● PROBLEM TO SOLVE: Update the entries from the line containing "Task: Where can the yellow" through the line containing "[[145, 99], [136, 103]]" by changing "thorny stem" to "woody stem" and leaving everything else unchanged. Return only those lines.

● GIVEN INFORMATION:
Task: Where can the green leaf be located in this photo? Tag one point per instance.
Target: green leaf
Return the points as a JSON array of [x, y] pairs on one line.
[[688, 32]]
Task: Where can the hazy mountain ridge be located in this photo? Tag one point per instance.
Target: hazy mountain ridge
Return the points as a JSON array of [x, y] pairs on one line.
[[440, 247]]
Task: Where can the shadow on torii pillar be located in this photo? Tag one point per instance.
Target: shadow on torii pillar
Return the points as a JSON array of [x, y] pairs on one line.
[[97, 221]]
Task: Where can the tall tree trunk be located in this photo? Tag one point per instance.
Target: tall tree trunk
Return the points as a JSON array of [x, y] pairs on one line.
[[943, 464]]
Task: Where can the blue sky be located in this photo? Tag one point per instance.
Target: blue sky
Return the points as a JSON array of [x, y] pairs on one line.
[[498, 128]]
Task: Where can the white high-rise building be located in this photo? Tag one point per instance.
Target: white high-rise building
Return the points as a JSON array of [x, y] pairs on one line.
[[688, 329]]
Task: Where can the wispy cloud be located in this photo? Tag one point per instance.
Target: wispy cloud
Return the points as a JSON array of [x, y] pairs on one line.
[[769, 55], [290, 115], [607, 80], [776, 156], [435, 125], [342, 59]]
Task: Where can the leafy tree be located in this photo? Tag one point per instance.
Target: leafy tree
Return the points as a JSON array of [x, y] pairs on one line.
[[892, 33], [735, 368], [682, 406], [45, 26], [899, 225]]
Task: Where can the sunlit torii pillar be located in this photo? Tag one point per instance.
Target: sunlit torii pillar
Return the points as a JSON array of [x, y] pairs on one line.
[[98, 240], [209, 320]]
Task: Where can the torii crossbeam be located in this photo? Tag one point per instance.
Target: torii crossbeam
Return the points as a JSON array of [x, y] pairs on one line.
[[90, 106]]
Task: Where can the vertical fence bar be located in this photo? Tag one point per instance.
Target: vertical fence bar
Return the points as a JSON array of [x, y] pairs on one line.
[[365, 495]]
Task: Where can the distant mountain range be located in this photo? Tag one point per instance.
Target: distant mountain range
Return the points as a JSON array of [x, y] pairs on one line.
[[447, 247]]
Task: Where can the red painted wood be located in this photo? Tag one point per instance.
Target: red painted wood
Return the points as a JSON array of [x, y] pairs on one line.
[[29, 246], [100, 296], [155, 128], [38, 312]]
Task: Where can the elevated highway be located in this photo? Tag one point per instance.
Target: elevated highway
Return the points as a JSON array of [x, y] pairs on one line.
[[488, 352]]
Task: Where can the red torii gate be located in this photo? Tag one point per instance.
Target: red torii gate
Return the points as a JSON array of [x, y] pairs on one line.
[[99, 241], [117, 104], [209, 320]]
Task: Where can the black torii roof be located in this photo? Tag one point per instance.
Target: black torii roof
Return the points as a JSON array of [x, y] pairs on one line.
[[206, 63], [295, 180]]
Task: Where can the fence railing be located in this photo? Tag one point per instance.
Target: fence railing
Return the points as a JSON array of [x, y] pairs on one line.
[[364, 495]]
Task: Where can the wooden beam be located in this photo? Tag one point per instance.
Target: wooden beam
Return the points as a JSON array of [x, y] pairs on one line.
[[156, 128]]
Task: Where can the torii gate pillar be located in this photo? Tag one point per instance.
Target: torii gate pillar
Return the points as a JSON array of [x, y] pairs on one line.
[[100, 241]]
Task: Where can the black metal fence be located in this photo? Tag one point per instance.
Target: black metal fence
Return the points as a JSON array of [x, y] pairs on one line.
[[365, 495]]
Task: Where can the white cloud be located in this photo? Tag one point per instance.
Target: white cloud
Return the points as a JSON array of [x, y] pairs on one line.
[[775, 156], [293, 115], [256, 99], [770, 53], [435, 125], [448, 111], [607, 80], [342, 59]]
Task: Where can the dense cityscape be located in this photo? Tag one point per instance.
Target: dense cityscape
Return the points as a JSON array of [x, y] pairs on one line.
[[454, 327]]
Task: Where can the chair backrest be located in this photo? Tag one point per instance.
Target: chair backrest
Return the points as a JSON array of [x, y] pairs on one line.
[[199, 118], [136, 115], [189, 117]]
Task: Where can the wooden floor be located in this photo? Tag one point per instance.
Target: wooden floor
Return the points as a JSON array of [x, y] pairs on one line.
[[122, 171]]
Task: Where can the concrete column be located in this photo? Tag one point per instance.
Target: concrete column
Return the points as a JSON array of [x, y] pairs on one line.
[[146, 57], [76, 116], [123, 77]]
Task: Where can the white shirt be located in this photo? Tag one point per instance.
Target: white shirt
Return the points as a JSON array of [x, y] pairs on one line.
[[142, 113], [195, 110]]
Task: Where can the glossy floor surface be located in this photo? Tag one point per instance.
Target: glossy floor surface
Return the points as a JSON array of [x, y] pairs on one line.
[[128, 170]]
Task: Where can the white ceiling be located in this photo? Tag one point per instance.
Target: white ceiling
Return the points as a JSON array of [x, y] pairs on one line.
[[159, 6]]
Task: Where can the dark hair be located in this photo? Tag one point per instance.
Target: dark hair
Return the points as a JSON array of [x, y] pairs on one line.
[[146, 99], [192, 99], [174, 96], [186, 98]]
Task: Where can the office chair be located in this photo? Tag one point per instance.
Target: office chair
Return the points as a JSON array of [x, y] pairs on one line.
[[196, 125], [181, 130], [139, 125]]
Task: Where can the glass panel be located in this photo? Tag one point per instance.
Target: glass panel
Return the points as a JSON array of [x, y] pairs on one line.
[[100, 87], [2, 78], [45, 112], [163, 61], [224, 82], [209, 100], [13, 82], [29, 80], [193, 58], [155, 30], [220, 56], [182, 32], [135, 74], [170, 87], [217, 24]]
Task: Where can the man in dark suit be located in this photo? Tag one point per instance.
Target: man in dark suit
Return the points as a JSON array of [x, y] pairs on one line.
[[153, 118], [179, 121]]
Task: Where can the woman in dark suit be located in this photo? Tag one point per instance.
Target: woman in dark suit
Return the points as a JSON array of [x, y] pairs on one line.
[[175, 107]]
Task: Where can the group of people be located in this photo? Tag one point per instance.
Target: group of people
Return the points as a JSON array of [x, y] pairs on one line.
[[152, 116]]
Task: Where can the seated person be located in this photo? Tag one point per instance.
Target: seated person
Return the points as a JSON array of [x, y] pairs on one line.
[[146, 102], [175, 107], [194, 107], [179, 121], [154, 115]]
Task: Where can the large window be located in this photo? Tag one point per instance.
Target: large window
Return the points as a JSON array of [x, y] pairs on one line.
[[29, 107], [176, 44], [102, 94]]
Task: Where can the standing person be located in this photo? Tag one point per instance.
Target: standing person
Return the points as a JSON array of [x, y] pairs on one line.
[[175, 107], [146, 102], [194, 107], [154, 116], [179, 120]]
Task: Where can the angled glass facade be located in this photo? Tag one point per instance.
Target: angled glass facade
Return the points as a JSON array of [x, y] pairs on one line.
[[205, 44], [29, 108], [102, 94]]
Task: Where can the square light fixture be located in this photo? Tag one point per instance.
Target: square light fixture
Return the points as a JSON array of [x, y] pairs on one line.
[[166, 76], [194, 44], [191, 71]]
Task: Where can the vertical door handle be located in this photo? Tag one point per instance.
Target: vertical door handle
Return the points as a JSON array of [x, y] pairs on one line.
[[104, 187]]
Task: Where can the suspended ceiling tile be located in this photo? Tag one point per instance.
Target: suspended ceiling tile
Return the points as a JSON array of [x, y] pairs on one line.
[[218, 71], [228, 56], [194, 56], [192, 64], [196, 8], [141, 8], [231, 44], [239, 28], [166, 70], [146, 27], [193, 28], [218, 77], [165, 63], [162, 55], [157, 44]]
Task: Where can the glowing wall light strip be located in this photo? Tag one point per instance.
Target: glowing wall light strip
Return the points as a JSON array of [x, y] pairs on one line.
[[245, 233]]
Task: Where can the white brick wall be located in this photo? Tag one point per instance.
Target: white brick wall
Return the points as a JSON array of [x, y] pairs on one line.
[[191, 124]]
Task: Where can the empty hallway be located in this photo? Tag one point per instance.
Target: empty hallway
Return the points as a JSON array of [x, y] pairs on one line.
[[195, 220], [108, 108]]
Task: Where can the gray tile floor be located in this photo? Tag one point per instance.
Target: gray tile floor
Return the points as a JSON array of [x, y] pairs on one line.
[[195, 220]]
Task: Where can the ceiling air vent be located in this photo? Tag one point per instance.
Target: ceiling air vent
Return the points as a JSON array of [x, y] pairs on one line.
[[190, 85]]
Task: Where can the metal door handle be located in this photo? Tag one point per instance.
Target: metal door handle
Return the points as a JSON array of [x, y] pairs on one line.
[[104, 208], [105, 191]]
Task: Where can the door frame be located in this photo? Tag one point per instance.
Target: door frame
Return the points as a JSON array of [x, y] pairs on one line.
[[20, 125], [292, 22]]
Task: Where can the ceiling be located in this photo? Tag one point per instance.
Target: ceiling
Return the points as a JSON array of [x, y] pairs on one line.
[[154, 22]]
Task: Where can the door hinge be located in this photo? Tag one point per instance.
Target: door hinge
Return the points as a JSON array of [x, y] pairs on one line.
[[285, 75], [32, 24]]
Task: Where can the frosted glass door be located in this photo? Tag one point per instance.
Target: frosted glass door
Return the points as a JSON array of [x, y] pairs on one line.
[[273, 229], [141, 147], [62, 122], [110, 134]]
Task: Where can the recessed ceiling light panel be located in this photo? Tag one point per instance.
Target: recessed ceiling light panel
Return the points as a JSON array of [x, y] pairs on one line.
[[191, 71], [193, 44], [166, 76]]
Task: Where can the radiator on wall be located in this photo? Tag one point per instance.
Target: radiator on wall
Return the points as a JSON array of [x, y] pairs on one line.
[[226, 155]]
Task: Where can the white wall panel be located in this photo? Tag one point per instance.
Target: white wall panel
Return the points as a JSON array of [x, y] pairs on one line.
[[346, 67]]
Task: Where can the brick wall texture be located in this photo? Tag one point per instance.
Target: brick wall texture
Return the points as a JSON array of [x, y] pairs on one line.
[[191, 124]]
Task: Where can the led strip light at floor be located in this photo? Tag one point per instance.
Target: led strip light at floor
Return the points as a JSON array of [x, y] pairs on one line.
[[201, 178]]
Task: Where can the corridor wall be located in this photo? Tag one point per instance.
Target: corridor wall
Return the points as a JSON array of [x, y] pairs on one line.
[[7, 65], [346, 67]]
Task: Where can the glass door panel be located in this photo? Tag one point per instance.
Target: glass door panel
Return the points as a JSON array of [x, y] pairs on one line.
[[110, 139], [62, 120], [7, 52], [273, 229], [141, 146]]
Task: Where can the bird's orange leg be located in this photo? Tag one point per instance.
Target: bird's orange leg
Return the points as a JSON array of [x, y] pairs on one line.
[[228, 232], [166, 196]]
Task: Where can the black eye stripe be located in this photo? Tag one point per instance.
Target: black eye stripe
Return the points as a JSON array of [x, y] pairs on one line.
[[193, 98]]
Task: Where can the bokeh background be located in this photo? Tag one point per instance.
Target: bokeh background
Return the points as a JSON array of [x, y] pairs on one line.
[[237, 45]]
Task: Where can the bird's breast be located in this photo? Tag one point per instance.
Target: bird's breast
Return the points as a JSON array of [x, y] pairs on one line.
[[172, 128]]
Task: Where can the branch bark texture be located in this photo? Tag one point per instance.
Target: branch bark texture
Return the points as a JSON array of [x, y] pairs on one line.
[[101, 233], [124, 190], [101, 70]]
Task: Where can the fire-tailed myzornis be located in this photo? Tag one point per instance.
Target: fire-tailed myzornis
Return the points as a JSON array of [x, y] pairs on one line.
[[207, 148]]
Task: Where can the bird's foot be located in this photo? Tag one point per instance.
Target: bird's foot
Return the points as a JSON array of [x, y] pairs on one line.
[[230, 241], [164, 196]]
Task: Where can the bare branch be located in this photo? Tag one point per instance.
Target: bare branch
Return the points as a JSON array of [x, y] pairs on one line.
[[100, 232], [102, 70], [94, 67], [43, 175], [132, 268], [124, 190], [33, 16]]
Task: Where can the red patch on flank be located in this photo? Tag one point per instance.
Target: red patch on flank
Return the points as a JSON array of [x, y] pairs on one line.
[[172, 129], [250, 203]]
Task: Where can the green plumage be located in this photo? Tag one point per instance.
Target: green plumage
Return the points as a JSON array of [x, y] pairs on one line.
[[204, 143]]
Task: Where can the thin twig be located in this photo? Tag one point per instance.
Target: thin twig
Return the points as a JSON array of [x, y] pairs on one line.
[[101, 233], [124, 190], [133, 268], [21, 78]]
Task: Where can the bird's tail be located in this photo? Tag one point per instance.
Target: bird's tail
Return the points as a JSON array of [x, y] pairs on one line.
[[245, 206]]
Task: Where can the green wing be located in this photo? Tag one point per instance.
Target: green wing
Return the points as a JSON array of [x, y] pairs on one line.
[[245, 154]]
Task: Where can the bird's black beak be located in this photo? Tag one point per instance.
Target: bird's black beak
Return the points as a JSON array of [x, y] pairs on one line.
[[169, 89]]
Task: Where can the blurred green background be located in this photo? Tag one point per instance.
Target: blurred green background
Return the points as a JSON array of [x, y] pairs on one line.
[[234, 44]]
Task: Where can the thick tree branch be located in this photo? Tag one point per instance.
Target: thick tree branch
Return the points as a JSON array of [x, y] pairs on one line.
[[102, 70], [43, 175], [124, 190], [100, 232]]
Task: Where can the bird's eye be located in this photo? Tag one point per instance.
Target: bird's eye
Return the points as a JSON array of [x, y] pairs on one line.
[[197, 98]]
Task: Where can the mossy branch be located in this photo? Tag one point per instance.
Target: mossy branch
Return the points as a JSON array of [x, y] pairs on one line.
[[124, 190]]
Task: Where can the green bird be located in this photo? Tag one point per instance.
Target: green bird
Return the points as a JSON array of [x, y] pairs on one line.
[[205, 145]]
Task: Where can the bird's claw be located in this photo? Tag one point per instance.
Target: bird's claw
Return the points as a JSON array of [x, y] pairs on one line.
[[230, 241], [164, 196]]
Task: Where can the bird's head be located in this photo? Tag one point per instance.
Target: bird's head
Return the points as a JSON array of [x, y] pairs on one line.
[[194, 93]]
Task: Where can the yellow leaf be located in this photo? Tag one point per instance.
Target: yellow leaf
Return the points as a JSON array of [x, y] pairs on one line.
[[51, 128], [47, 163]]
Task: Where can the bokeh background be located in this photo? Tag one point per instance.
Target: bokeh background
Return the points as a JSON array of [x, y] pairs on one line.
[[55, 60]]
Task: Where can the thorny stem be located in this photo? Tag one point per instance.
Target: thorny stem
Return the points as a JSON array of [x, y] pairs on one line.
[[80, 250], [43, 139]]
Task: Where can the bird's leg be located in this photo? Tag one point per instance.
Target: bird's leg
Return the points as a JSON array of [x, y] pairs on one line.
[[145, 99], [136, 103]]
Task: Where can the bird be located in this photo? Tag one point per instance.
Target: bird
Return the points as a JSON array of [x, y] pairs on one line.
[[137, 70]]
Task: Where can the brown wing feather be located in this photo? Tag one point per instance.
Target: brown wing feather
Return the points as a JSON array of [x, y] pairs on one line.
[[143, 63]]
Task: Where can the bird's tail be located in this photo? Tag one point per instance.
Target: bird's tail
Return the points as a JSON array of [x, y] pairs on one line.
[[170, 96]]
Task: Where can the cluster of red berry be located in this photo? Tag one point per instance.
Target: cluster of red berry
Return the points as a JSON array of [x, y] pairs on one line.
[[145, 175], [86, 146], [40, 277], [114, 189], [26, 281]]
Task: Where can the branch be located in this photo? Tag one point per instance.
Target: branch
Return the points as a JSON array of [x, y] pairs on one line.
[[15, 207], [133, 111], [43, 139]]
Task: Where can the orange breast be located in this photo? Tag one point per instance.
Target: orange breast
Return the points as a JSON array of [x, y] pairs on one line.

● EXERCISE SOLUTION:
Task: Where can the yellow leaf be located in this photo? Tag one point per instance.
Target: yellow leaf
Return the points as a JSON array of [x, y] pairs on one line.
[[51, 128], [47, 163]]
Task: Where can the bokeh background be located in this photo? Tag one point per instance.
Target: bokeh background
Return the points as a JSON array of [x, y] pairs on one line.
[[55, 60]]
Task: Where can the woody stem be located in this photo? Tag one point per instance.
Target: woody stem
Return the points as a JSON array of [x, y] pairs on one line.
[[80, 250], [43, 139]]
Task: Where can the bird's leg be located in this photo? Tag one point per instance.
Target: bird's leg
Return the points as a JSON array of [x, y] pairs on one line.
[[145, 99], [136, 103]]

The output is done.